**EXERCISE INSTRUCTIONS**
Write the records out again exactly as they read, dropping any picture they hold.

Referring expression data

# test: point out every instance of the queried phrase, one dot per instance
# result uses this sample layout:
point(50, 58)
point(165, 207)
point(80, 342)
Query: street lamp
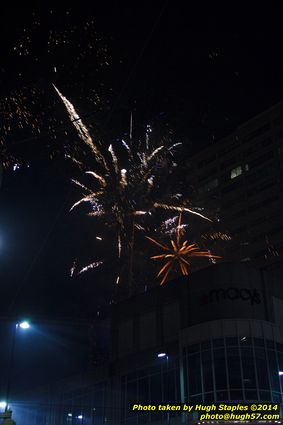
point(23, 325)
point(3, 404)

**YOUR RESPONSE**
# test: point out every instance of the queried phrase, one dot per instance
# result uses this sample layout:
point(50, 58)
point(165, 207)
point(80, 342)
Query: street lamp
point(23, 325)
point(3, 404)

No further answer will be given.